## Your objective
Could you reproduce every one of the lines below, character for character?

━━━━━ Excerpted data ━━━━━

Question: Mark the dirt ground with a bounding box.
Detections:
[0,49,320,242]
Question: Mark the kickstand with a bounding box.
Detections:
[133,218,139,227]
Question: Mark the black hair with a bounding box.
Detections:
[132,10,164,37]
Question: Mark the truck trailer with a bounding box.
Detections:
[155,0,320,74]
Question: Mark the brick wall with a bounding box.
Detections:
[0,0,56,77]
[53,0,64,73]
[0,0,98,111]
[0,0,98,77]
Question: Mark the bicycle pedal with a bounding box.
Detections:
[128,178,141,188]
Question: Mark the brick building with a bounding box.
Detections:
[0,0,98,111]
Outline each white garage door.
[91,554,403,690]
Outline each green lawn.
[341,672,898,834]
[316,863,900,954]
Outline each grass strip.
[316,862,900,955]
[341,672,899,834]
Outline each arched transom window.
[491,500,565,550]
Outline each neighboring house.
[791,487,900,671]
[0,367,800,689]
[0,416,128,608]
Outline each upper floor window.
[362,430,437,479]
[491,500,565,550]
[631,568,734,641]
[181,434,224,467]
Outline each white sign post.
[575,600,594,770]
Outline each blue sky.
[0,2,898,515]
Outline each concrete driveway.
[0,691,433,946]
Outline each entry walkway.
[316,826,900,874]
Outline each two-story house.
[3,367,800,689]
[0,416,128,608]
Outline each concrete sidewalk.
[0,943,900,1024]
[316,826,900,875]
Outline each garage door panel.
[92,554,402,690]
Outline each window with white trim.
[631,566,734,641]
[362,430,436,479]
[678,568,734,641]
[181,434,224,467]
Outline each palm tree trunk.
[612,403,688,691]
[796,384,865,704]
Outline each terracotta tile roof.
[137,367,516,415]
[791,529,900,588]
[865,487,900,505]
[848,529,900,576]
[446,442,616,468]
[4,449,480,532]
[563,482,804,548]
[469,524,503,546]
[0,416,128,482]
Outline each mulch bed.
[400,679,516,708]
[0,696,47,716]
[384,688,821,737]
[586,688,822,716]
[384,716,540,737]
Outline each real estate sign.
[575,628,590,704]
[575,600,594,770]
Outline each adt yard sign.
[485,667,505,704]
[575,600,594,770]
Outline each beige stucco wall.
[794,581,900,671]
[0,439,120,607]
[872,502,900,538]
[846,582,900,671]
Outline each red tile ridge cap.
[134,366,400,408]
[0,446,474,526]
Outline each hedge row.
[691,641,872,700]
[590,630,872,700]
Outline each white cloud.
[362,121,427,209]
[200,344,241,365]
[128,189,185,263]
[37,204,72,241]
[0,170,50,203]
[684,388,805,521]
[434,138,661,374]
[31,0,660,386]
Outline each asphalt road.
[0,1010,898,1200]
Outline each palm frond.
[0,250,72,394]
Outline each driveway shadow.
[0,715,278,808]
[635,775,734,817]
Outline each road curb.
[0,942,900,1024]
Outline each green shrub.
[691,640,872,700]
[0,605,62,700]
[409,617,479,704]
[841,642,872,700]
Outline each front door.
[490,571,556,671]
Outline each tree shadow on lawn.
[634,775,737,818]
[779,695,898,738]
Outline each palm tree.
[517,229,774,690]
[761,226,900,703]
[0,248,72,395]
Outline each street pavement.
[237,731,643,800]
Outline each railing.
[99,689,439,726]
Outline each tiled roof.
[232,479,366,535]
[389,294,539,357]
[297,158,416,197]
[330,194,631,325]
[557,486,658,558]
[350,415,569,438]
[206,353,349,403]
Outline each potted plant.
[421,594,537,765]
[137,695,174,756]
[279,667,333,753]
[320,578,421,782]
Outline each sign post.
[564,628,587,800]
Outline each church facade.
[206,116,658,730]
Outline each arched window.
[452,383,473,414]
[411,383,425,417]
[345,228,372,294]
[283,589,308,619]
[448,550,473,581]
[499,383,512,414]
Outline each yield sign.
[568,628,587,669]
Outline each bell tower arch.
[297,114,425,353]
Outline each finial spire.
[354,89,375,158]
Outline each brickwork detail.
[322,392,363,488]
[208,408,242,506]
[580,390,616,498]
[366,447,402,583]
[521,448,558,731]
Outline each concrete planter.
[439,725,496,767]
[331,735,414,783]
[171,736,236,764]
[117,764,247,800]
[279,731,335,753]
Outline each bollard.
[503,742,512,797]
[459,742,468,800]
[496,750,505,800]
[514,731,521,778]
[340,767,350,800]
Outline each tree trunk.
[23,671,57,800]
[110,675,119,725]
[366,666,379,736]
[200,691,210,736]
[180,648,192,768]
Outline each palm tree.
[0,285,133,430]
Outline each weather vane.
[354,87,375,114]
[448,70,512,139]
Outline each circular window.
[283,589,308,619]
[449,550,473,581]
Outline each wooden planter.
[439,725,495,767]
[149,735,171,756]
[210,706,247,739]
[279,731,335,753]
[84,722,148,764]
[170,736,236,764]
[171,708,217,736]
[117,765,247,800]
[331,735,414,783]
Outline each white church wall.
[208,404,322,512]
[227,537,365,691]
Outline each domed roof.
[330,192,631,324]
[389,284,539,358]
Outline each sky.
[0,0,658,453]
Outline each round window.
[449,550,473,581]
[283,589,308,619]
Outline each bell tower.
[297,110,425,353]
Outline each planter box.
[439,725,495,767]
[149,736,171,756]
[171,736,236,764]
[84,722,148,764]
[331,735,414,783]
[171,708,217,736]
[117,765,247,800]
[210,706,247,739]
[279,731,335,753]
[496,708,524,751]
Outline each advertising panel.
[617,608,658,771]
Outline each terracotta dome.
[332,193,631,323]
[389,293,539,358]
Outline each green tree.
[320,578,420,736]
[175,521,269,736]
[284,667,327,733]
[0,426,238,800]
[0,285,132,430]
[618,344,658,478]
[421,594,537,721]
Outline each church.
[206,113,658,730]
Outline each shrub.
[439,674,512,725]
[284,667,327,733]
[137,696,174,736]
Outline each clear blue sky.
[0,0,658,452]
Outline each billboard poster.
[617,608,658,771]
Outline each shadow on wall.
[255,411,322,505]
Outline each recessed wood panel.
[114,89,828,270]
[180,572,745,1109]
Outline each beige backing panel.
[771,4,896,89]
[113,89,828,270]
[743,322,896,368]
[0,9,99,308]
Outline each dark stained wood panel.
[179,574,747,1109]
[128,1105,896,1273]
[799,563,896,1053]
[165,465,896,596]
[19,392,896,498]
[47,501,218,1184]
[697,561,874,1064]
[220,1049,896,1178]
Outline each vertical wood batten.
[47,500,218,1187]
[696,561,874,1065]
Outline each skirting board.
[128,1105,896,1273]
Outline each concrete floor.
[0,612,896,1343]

━━━━━

## Complete response
Question: Mark the dirt ground with a bounding box.
Detections:
[0,49,320,242]
Question: Mark the kickstand with a bounding box.
Detections:
[133,218,139,227]
Question: Mark the black hair with a bounding box.
Detections:
[132,10,164,37]
Question: Mark the truck trailer with a bounding box.
Detections:
[155,0,320,74]
Question: Mark the brick wall with a bounding box.
Detections:
[0,0,56,77]
[53,0,64,73]
[0,0,98,111]
[0,0,98,77]
Question: Mark the bicycle pedal with a bounding box.
Detections:
[128,178,141,188]
Question: Mark the brick building with a bounding box.
Detections:
[0,0,98,111]
Outline each white garage door.
[91,554,403,690]
Outline each green lawn.
[341,672,898,834]
[316,863,900,954]
Outline each grass strip.
[316,862,900,955]
[341,672,899,834]
Outline each arched transom window.
[491,500,565,550]
Outline each neighboring house.
[791,487,900,671]
[0,367,800,689]
[0,416,128,608]
Outline each upper floor window.
[362,430,437,479]
[491,500,565,550]
[631,568,734,641]
[181,434,224,467]
Outline each white sign post.
[575,600,594,770]
Outline each blue sky.
[0,2,898,515]
Outline each concrete driveway.
[0,691,433,946]
Outline each entry walkway.
[316,826,900,874]
Outline each two-story house.
[3,367,800,689]
[0,416,128,608]
Outline each concrete sidewalk.
[0,943,900,1024]
[316,826,900,875]
Outline each garage door panel.
[92,554,402,690]
Outline each window with white trim.
[631,566,734,641]
[362,430,436,479]
[678,568,734,641]
[181,434,224,467]
Outline each palm tree trunk.
[612,403,688,691]
[796,384,865,704]
Outline each terracotta tile roof.
[137,367,516,415]
[791,529,900,588]
[865,487,900,505]
[848,529,900,576]
[446,442,616,468]
[4,449,480,532]
[563,482,804,548]
[469,524,503,546]
[0,416,128,482]
Outline each mulch bed.
[400,679,516,708]
[0,696,47,716]
[384,688,821,737]
[586,688,822,716]
[384,716,540,737]
Outline each real estate sign.
[575,628,590,704]
[575,600,594,770]
Outline each adt yard sign.
[485,667,505,704]
[575,600,594,770]
Outline each beige stucco wall.
[794,581,900,671]
[0,439,120,607]
[872,502,900,538]
[846,582,900,671]
Outline each red tile ridge cap.
[134,366,400,408]
[0,446,474,526]
Outline each hedge row.
[691,641,872,700]
[590,630,872,700]
Outline each white cloud.
[362,121,427,209]
[200,344,241,365]
[128,189,185,263]
[37,204,72,241]
[0,170,50,203]
[684,388,805,521]
[434,138,661,374]
[31,0,660,386]
Outline each asphalt road.
[0,1010,898,1200]
Outline each palm frond.
[0,250,72,394]
Outline each driveway shadow.
[0,715,278,808]
[635,775,734,817]
Outline each road curb.
[0,942,900,1024]
Outline each green shrub.
[691,640,872,700]
[0,605,62,700]
[409,617,479,704]
[841,642,872,700]
Outline each front door.
[490,571,556,671]
Outline each tree shadow on lawn.
[634,775,737,818]
[779,695,898,738]
Outline each palm tree.
[517,229,774,690]
[761,226,900,703]
[0,248,72,395]
Outline each street pavement.
[237,731,643,800]
Outline each railing.
[99,689,439,726]
Outline each tiled roof.
[232,479,366,535]
[389,294,539,357]
[297,158,416,197]
[330,194,631,325]
[557,486,658,558]
[350,415,569,438]
[206,353,349,403]
Outline each potted plant.
[421,594,537,765]
[137,695,174,756]
[279,667,333,753]
[320,578,421,782]
Outline each sign post.
[564,628,587,800]
Outline each church facade.
[206,116,658,730]
Outline each arched window.
[452,383,473,414]
[411,383,425,417]
[345,228,372,294]
[283,589,308,619]
[448,550,473,581]
[499,383,512,414]
Outline each yield sign.
[568,628,587,669]
Outline each bell tower arch.
[297,114,425,353]
Outline each finial spire.
[354,89,375,158]
Outline each brickwork detail.
[322,392,363,488]
[208,408,242,506]
[580,390,616,498]
[366,447,402,583]
[521,448,558,731]
Outline each concrete planter.
[439,725,496,767]
[331,735,414,783]
[171,736,236,764]
[117,764,247,800]
[279,731,335,753]
Outline each bollard.
[503,742,512,797]
[459,742,468,800]
[496,750,505,800]
[514,731,521,778]
[340,767,350,800]
Outline each tree trunk.
[23,671,57,800]
[110,675,119,725]
[366,666,379,736]
[200,691,210,736]
[180,648,192,768]
Outline each palm tree.
[0,285,133,430]
Outline each weather vane.
[354,87,375,114]
[448,70,512,139]
Outline each circular window.
[283,589,308,619]
[449,550,473,581]
Outline each wooden planter.
[439,725,495,767]
[149,735,171,756]
[210,706,247,739]
[279,731,335,753]
[84,722,148,764]
[170,736,236,764]
[171,708,217,736]
[117,765,247,800]
[331,735,414,783]
Outline each white church wall.
[208,404,322,512]
[227,537,365,691]
Outline each domed roof.
[330,192,631,324]
[389,284,539,358]
Outline each sky.
[0,0,658,453]
Outline each round window.
[449,550,473,581]
[283,589,308,619]
Outline each bell tower.
[297,110,425,353]
Outline each planter box.
[439,725,495,767]
[149,736,171,756]
[171,736,236,764]
[84,722,148,764]
[331,735,414,783]
[171,708,217,736]
[117,765,247,800]
[210,706,247,739]
[279,731,335,753]
[496,708,524,751]
Outline each advertising panel.
[617,608,658,771]
Outline each terracotta dome.
[332,193,631,323]
[389,293,539,358]
Outline each green tree.
[320,578,420,736]
[175,521,269,736]
[284,667,327,733]
[0,426,238,800]
[0,285,132,430]
[618,344,658,478]
[421,594,537,721]
Outline each church.
[206,113,658,730]
Outline each shrub.
[439,674,512,725]
[284,667,327,733]
[137,696,174,736]
Outline each clear blue sky.
[0,0,658,452]
Outline each billboard poster.
[617,608,658,771]
Outline each shadow on wall.
[255,411,322,505]
Outline each recessed wood panel.
[114,89,828,270]
[180,572,745,1109]
Outline each beige backing panel.
[771,4,896,89]
[113,89,828,270]
[743,322,896,368]
[0,9,99,308]
Outline each dark stained wood panel.
[179,574,747,1109]
[128,1105,896,1273]
[799,563,896,1053]
[165,465,896,596]
[19,392,896,498]
[47,501,218,1184]
[697,561,874,1064]
[220,1049,896,1178]
Outline each vertical wood batten.
[47,500,218,1187]
[696,561,874,1065]
Outline each skirting board.
[128,1105,896,1273]
Outline each concrete floor.
[0,612,896,1343]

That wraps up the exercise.